+++ Records for the task +++
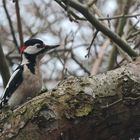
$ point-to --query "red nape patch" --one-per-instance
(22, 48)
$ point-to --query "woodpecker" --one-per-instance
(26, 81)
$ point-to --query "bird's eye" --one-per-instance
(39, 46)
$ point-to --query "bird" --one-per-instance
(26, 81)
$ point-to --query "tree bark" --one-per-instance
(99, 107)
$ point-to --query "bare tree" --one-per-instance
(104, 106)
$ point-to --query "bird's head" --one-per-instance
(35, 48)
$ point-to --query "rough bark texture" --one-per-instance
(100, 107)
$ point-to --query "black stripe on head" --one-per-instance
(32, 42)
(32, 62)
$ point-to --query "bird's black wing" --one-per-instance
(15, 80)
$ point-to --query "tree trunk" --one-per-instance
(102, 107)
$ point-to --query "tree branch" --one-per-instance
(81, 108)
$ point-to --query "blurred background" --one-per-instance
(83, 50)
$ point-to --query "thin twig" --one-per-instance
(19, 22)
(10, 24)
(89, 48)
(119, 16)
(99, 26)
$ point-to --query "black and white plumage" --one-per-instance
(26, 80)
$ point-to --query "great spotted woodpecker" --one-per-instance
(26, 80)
+++
+++ Records for the task +++
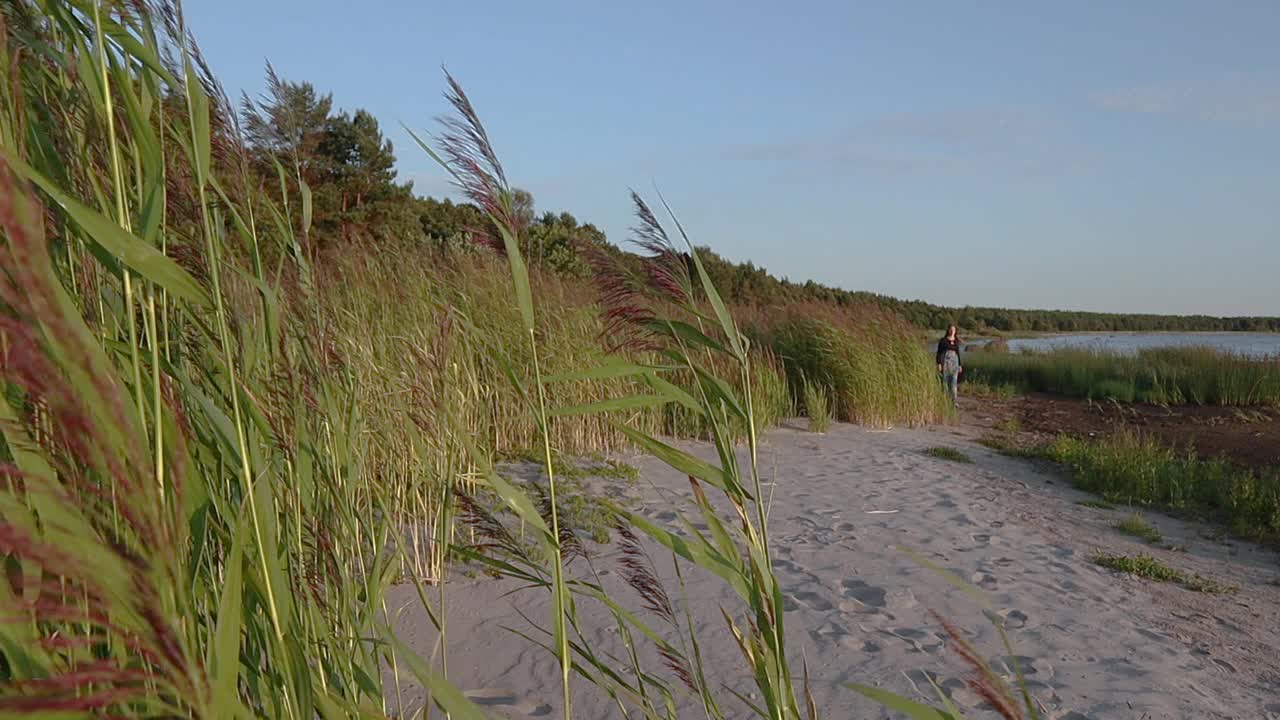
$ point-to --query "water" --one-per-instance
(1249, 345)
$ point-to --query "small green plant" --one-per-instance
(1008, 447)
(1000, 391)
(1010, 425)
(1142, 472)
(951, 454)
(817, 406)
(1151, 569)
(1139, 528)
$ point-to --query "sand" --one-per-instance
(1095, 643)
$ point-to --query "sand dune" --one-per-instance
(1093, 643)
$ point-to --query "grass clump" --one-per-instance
+++
Gather every line of the entries above that contains the string "bark". Case counts.

▶ [The response]:
$ point-to --query "tree bark" --one-per-instance
$ point-to --query "rough bark texture" --one-per-instance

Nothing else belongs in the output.